Tâches à réaliser:
**A.** D'après l'extrait sur le fichage des citoyens, dans quel numéro du Monde Diplomatique l'article « Feu sur les libertés » a-t-il paru ?
**B.** Relevez toutes les personnes nommées dans l'extrait sur le fichage des citoyens.

------ Extrait fourni ------

Grâce à ce recoupement de données, l’administration est ainsi en mesure de constituer un profil précis de chacun de nous, sans que nous n’en soyons nécessairement informés ni conscients.
Afin d’appréhender pleinement l’ampleur de ce phénomène, nous vous invitons à consulter la cartographie dressée par Cécile MARTIN et Jérôme THOREL, et animée par Elsa DELMAS, dans leur article dédié à ce sujet « Feu sur les libertés » publié dans le Monde Diplomatique d’avril 2022, et consultable dans son intégralité à l’adresse suivante : https://www.monde-diplomatique.fr/IMG/pdf/poster_fichage_des_citoyens.pdf
Pour mémoire, le Règlement Général sur la Protection des Données (RGPD) comprend des dispositions particulières concernant les traitements de données mis en œuvre pour l’exécution d’une mission d’intérêt public, ou relevant de l’exercice de l’autorité publique dont est investi le responsable du traitement.

------ Données présentées ------

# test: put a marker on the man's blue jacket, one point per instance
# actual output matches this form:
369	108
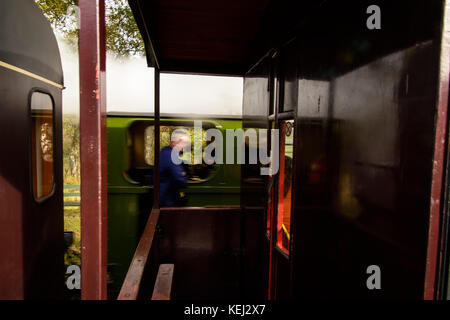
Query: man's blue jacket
172	178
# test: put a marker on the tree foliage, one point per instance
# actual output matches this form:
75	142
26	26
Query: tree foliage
123	38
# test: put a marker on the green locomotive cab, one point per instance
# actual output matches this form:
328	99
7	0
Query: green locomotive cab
130	181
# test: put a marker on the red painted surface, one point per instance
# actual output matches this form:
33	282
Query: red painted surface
437	186
93	149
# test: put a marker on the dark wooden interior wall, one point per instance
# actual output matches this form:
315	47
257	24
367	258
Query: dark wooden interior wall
365	116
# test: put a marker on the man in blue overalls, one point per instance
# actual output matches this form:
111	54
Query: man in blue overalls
172	175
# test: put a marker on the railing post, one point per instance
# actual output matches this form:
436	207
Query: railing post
92	56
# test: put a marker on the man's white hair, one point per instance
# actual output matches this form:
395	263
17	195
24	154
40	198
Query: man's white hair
180	134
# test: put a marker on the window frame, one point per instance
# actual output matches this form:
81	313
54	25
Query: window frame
30	144
280	184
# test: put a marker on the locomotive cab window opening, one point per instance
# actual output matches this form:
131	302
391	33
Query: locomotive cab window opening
142	160
285	185
42	143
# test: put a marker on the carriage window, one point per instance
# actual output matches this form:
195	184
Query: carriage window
42	156
285	184
195	172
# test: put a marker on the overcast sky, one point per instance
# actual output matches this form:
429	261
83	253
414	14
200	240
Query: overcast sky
130	88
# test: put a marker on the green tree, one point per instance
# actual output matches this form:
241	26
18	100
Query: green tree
123	38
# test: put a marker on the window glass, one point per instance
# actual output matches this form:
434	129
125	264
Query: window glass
195	172
42	145
285	184
271	190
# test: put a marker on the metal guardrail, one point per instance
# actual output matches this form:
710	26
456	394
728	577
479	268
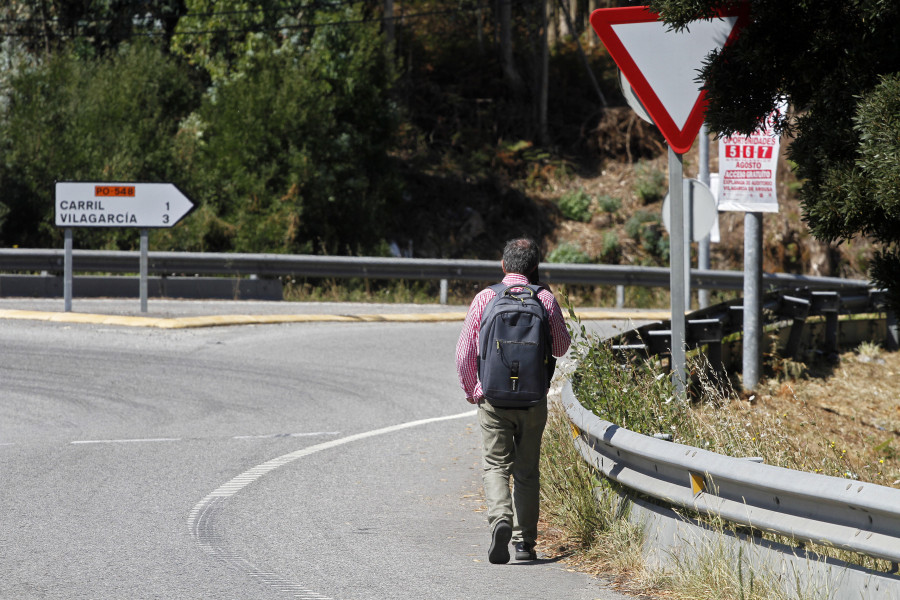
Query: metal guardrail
277	265
847	514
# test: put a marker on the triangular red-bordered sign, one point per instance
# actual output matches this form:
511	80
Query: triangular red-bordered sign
662	65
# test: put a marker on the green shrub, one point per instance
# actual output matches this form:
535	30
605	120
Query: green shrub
576	205
609	204
568	253
611	251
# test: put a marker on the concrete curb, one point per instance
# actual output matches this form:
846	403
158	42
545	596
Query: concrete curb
225	320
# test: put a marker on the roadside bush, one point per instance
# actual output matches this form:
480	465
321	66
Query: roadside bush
609	204
568	253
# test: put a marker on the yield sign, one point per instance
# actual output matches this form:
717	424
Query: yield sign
662	64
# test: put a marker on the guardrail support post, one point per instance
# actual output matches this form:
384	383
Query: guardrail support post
67	271
145	243
893	337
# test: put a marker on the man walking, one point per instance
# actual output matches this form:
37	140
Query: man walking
511	435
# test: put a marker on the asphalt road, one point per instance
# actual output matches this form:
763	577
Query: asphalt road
305	460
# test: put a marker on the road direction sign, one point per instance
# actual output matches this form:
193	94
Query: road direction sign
662	64
141	205
700	203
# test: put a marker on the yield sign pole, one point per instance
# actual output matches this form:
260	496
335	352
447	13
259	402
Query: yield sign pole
101	204
661	66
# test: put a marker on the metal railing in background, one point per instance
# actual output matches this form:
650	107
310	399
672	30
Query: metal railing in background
280	265
795	309
803	507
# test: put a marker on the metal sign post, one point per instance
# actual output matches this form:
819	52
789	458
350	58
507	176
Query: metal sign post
660	65
676	276
145	244
67	270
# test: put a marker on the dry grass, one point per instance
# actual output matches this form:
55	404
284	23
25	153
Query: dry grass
840	419
844	419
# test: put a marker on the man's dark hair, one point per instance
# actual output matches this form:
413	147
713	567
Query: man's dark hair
521	256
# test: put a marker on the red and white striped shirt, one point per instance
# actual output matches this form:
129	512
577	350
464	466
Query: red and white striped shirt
467	346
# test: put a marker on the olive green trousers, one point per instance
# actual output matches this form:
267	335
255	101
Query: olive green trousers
511	447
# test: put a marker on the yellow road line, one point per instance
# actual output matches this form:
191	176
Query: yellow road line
220	320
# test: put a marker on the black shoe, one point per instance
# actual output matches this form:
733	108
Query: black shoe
499	552
525	551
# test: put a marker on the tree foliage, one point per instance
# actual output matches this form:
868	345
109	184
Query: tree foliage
292	150
74	119
837	62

------

Résultats attendus:
**A.** Dans celui d'avril 2022.

**B.** Cécile MARTIN, Jérôme THOREL, Elsa DELMAS